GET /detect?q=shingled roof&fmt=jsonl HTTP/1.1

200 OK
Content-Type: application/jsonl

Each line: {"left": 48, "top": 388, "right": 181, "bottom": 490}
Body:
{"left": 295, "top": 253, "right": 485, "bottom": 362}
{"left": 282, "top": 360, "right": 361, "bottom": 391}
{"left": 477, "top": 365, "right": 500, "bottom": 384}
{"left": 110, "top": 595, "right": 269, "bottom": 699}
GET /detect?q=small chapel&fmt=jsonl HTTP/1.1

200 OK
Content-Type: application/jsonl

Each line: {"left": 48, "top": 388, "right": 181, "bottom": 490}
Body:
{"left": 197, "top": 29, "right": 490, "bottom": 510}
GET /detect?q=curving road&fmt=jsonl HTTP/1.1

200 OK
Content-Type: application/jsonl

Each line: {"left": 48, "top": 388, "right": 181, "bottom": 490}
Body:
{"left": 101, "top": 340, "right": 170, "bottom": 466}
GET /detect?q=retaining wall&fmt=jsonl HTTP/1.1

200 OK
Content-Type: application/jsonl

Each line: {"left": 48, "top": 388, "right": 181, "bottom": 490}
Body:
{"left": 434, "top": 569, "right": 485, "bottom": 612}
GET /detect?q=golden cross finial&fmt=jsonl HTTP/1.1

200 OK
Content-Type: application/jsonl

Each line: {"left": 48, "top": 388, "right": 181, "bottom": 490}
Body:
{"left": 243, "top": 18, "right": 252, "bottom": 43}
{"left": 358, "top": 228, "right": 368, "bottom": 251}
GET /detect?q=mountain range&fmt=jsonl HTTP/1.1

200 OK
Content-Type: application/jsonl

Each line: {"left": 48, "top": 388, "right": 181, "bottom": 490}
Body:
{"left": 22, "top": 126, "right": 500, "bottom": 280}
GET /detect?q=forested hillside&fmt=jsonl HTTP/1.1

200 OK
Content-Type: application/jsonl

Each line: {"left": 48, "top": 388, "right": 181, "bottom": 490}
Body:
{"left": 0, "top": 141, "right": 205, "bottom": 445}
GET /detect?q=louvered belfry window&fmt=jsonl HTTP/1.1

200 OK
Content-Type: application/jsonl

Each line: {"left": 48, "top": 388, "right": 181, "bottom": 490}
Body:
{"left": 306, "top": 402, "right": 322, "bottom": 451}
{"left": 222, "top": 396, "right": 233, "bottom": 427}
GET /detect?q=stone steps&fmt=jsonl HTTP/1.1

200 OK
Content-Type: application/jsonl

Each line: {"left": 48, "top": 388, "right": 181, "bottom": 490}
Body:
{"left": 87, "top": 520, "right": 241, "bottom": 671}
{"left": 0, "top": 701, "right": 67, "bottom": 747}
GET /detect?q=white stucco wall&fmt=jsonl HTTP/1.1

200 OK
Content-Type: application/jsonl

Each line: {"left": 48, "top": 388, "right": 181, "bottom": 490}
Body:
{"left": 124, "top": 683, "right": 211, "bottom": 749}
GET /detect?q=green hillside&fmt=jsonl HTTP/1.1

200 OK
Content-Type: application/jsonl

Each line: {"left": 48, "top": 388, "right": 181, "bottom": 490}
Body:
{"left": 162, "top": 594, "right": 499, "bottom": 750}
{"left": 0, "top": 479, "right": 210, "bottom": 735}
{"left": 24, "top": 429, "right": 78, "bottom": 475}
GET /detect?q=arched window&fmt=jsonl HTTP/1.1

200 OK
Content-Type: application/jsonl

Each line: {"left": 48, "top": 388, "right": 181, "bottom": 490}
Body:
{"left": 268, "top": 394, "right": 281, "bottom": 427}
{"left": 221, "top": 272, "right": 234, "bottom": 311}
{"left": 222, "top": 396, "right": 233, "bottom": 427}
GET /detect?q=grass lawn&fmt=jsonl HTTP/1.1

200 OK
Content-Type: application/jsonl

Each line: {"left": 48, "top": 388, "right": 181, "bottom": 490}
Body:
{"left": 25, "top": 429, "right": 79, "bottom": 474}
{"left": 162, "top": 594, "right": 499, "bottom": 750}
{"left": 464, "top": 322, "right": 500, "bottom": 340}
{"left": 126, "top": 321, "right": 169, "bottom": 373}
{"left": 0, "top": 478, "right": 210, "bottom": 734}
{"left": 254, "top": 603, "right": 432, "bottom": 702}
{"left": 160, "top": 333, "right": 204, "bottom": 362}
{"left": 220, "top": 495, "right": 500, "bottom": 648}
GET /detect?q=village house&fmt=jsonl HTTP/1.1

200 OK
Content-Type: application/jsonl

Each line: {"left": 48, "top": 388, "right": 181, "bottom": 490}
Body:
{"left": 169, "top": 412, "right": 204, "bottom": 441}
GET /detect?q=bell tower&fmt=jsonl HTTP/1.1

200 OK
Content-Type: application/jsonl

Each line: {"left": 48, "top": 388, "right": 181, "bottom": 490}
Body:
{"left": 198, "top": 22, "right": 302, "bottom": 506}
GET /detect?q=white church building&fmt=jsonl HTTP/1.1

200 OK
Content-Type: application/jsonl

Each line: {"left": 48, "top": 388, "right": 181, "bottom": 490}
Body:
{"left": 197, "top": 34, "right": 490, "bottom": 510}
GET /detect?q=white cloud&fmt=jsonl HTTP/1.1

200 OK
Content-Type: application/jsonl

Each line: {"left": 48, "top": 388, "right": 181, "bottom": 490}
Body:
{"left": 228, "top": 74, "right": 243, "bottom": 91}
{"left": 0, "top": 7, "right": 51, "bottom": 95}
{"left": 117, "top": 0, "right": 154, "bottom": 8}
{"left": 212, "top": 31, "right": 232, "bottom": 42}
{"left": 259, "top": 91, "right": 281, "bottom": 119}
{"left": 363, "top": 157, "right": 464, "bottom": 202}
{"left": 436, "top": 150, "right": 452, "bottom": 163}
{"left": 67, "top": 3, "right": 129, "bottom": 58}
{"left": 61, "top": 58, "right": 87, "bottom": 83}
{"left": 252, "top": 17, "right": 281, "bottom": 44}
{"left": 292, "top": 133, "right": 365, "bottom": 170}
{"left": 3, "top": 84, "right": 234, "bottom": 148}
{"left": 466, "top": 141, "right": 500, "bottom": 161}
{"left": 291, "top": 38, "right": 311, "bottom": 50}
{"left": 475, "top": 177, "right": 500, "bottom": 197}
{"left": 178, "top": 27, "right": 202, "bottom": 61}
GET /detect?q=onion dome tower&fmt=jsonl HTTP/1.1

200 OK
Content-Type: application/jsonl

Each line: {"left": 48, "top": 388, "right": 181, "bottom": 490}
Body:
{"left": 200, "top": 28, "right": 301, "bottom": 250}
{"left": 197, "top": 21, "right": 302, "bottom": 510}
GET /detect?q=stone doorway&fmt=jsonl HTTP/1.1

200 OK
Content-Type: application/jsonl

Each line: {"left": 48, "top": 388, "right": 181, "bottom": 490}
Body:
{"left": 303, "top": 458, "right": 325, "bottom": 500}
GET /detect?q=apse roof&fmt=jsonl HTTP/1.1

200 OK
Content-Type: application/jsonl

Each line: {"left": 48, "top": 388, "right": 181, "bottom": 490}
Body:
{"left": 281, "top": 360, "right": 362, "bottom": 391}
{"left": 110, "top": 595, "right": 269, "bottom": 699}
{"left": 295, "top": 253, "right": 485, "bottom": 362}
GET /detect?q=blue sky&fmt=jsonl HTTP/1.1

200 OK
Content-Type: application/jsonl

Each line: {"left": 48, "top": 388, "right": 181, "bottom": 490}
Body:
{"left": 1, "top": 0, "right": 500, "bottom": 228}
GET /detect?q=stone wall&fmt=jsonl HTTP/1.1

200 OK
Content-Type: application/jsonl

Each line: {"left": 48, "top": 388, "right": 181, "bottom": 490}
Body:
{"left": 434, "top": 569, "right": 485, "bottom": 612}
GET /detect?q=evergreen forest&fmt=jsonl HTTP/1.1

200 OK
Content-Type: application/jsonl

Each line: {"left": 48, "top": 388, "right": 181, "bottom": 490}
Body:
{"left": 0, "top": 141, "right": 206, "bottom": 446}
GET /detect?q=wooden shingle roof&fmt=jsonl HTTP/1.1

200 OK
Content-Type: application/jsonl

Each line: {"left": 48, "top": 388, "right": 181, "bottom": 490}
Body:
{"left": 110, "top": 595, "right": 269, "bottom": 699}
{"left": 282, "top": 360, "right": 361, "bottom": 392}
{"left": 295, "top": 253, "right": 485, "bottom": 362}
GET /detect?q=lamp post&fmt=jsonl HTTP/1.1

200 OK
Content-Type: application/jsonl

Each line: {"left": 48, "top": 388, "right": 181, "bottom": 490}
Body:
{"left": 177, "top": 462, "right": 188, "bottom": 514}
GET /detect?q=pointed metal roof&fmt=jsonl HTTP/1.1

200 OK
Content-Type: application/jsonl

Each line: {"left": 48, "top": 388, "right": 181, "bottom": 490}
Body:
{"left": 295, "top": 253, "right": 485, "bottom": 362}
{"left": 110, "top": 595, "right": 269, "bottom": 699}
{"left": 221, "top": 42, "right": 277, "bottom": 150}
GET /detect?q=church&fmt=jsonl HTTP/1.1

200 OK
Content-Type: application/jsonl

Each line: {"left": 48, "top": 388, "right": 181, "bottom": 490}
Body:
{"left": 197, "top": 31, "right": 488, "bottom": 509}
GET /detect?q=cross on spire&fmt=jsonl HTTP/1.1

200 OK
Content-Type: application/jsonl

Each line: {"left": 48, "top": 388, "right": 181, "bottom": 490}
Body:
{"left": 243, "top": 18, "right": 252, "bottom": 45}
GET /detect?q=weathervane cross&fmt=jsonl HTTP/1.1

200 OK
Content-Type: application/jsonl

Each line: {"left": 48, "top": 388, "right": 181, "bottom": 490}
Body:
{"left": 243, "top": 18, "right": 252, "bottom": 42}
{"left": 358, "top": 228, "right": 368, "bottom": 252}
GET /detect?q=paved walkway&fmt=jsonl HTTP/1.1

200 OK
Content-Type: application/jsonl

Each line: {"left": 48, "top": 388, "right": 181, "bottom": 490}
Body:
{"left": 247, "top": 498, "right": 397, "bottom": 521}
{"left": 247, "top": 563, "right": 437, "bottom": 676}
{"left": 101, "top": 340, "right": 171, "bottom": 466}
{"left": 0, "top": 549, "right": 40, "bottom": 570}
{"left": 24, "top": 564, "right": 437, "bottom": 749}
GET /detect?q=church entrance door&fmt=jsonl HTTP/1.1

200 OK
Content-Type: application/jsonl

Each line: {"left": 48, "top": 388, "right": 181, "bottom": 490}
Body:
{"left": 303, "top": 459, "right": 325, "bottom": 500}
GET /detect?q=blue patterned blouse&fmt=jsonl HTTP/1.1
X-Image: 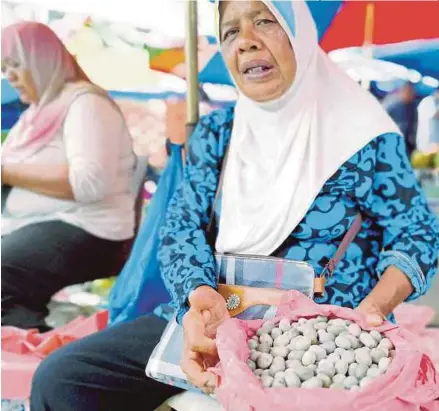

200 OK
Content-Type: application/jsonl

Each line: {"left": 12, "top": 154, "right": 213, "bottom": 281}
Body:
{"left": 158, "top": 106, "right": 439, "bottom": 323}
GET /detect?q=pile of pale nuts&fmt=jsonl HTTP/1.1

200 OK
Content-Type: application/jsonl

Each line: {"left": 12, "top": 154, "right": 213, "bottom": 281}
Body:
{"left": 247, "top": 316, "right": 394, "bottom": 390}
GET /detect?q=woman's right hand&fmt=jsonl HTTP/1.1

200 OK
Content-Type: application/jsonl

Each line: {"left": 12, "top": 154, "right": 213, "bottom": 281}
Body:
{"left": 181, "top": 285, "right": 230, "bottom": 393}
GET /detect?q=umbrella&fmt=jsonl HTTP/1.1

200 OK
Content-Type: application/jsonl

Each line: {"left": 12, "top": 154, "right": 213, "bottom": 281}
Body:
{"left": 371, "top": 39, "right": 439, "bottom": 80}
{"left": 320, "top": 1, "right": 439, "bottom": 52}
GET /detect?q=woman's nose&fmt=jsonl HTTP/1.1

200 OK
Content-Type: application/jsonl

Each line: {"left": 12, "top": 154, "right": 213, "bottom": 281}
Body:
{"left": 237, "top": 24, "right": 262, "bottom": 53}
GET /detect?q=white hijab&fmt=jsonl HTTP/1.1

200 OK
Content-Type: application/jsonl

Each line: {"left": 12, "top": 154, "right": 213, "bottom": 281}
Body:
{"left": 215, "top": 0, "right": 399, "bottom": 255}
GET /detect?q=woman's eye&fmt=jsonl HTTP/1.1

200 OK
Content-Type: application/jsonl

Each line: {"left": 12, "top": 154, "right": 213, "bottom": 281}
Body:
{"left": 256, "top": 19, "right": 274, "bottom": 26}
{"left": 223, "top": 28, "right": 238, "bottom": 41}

────────────────────

Before answering, check every line of the records for the string "stone", then state how many lines have it, with the number only.

3